__Task to complete__. Please restate the records below word for word, leaving out every picture.

───── Provided records ─────

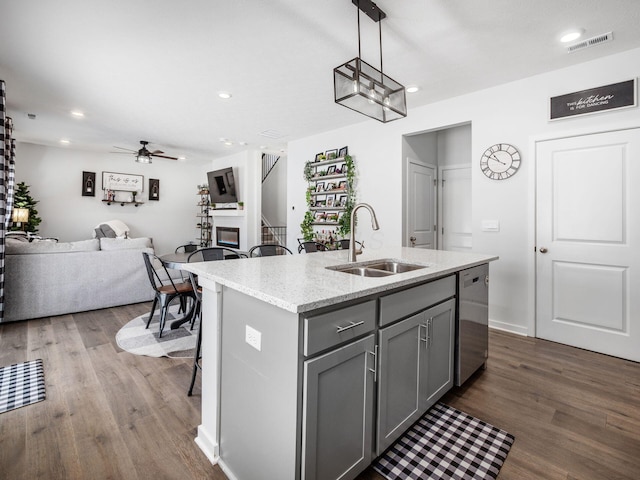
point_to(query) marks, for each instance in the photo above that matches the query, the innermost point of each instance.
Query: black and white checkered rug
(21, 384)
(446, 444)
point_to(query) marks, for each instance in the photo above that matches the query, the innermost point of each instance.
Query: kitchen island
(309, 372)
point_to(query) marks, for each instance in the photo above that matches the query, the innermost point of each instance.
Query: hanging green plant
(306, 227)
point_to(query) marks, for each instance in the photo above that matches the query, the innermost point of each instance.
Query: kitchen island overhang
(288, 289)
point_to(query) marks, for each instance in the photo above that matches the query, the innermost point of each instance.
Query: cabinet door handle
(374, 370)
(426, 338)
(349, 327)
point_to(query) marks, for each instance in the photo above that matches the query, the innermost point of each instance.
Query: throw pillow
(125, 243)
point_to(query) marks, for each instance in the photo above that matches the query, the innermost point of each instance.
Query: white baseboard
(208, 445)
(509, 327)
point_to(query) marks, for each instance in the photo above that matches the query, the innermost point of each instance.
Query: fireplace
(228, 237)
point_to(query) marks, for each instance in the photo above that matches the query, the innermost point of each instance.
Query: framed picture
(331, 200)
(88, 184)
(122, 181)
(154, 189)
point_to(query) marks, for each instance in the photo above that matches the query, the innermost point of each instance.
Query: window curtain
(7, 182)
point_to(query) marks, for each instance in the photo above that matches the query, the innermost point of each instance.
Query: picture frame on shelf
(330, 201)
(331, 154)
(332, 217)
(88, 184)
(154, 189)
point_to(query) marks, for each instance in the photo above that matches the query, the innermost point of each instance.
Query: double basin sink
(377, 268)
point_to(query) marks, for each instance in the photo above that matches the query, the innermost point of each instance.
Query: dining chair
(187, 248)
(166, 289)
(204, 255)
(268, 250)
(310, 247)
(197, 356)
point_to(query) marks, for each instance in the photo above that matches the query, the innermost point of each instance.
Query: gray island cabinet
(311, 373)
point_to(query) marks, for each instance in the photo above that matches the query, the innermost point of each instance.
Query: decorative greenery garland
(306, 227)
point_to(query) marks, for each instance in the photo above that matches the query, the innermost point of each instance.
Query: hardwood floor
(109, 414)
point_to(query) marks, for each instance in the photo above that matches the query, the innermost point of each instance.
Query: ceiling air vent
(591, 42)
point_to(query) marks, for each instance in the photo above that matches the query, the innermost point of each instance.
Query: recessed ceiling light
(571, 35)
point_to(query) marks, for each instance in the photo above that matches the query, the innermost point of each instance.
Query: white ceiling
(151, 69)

─────

__Written solution__.
point_to(query) marks, for each instance in the photo above that matches the query, the innermost point of each instance.
Query: black and white checkered rug
(21, 384)
(446, 444)
point_to(query) marks, for each instance in the photo above that matches the query, the innermost point of each instance.
Query: kitchen island
(309, 372)
point_to(query) marks, for each instance in the photo above that matches the query, the innermost point of each instance.
Query: hanging green plant
(306, 227)
point_to(query) marks, for each instance in the photo above that matches the query, the innermost point of each instance.
Query: kitchen island overhang
(288, 289)
point_to(query) marks, for each instance in the photo above that matches the query, the innermost point of each instance.
Query: cabinet door handle
(374, 370)
(426, 338)
(349, 327)
point_to(query) marks, for each instance in the photo above that matches the query, the innermost point of each instance.
Query: throw pillow
(125, 243)
point_to(query) marks, for each instance in the photo above that matches the query, the innermost point of each instance.
Query: white baseboard
(208, 445)
(509, 327)
point_to(query) marks, for each instance in the photo above that matches the query, the innermost point of each instance.
Query: fireplace
(228, 237)
point_to(query) marks, for each instance in the photo above that matches the query, the innermost point of each instance.
Query: framed picture
(331, 200)
(88, 184)
(122, 181)
(154, 189)
point_to(query) marks, for each instance in the photo above that matches the query, the innermost point of each instance.
Query: window curtain
(7, 182)
point_to(query) marks, for each instance in the photo above that matches the query, the innermost point of each instance.
Query: picture frame on shelf
(330, 201)
(331, 154)
(332, 217)
(88, 184)
(154, 189)
point_to(query) marks, for each instance in the photo above that matches the query, the innermost point of each instance.
Query: double basin sink
(377, 268)
point_to(query) marks, for each instance in the photo above that matches the query, the innermost point of each instance.
Query: dining chair
(187, 248)
(166, 289)
(204, 255)
(268, 250)
(310, 247)
(197, 356)
point_to(query) marks, for each instance in the photo above that matches the query, the innermost point of each instance.
Query: gray island cabinet
(311, 373)
point_to(query) marks, for each instance in the photo above that matches the query, the innermost point of each instance.
Query: decorative greenery garland
(306, 227)
point_to(query) marks, for each instance in the photo above that matches the query, the innermost point of each instance.
Query: hardwood floor
(109, 414)
point_to(query) marks, for each instance in the photo above that matches the query, the innermost point of each instance.
Query: ceiling air vent
(591, 42)
point_to(query) marks, for each instance in the photo above that matches the query, the innermost point of each instance.
Query: recessed ceiling light
(571, 35)
point_to(query) marks, for each instance in the photo above that matches the query, the innermost point of each instance.
Query: white ceiling
(151, 69)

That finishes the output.